Texto apresentado:
◆ ◆ ◆

Parece que ando aqui a tentar seguir uma linha de escrita, mas a verdade é que o post anterior e este são pura coincidência.
Passei o último sábado a ajudar a minha filha mais nova numa mudança de casa. Desde Agosto do ano passado que ela vive com o namorado num pequeno apartamento, um T1, tão pequenino que caberia inteiro na minha sala e ainda sobrava espaço.
Pequeno, mas muito suficiente para o casalinho, de 22 e 23 anos, ambos felizes com a independência conquistada a pulso.
Este fim-de-semana mudaram para um outro apartamento, igual em tamanho, melhor em qualidade de remodelação, dentro do mesmo prédio.
Eu sou uma estranha criatura nestas coisas. Fiquei tão genuinamente feliz quando ela falou comigo sobre ir viver com o namorado, como genuinamente feliz fiquei por me ser permitido ajudar, limpar, arrumar, participar…
As minhas filhas podem tudo desde que nunca me excluam. Façam-me sentir parte das suas vidas e eu estarei sempre feliz. Mesmo. E muito.
“Mãe, a cozinha é da tua inteira responsabilidade”. Música para os meus ouvidos. Adoro cozinhas e arrumá-las, então… É o sonho. Poder começar a encher armários, a planear onde se coloca o tacho, a espátula, os pratos… coisas de quem inventa pretextos para passar mais tempo na cozinha e se esquece que é preciso aspirar os pêlos da gata da sala…
Por isso na semana passada cozinhei (tínhamos que almoçar, certo?), planeei mentalmente tudo o que queria fazer e no sábado rumei a Lisboa, feliz da vida, por poder ajudar o casalinho a montar o seu novo ninho.
É tão gratificante ver a minha menina ( a mais velha também está no seu percurso de independência, mas é uma outra história), a viver este novo período da sua vida. O seu primeiro emprego, o receber o diploma de final de mestrado (o que eu chorei…), a ser feliz com o namorado e a gata que adoptaram… No fundo tudo e resume a vê-la crescer, tornar-se cada vez mais mulher e menos menina. Não para mim, claro, que no meu coração será SEMPRE o meu pequeno bebé, que agarrava o meu dedo na busca de consolo.
Eu sei que ela já é adulta, está lançada num mundo, que nem sabe o que o espera, mas para mim…
Saí de Lisboa já tarde, umas quase nove da noite, de músculos doridos e coração pleno de felicidade. O sorriso da minha filha, o sorriso do namorado, foram mais que suficientes para esquecer dores e cansaço. Não há nada melhor para o coração que o sorriso de um filho. Nada.

◆ ◆ ◆

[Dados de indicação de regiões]
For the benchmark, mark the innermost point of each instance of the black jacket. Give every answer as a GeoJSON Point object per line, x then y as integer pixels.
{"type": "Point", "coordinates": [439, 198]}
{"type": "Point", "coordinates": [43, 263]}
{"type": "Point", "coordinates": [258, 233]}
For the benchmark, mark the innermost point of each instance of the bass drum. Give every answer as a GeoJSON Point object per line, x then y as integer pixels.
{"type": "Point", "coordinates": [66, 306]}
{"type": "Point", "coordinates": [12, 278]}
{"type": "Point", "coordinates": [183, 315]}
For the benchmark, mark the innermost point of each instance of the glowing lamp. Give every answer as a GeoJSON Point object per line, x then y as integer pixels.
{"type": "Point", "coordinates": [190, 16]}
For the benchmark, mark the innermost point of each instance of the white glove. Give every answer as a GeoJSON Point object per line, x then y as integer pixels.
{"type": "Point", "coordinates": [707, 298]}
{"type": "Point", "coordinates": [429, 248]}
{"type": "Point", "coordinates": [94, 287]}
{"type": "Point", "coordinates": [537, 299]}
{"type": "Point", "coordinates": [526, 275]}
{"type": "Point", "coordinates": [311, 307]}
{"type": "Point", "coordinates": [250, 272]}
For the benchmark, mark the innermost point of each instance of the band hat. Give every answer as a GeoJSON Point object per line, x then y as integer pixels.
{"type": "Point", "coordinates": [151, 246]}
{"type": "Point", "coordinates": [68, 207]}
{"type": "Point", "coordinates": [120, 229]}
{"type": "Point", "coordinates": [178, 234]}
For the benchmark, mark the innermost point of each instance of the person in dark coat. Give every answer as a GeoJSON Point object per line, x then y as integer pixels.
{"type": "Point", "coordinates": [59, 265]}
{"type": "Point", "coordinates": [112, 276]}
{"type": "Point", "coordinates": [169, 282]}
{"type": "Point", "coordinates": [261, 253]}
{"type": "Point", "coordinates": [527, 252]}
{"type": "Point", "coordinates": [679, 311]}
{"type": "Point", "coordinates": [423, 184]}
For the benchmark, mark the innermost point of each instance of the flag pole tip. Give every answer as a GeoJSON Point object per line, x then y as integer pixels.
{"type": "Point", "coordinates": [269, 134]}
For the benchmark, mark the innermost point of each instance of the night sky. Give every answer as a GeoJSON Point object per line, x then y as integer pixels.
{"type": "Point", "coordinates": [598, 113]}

◆ ◆ ◆

O que se pede: Transcreva o trecho do texto sobre a mudança de casa entre "Pequeno, mas muito" e "do mesmo prédio.", inclusive, trocando "prédio" por "edifício".

Resolução:
Pequeno, mas muito suficiente para o casalinho, de 22 e 23 anos, ambos felizes com a independência conquistada a pulso.
Este fim-de-semana mudaram para um outro apartamento, igual em tamanho, melhor em qualidade de remodelação, dentro do mesmo edifício.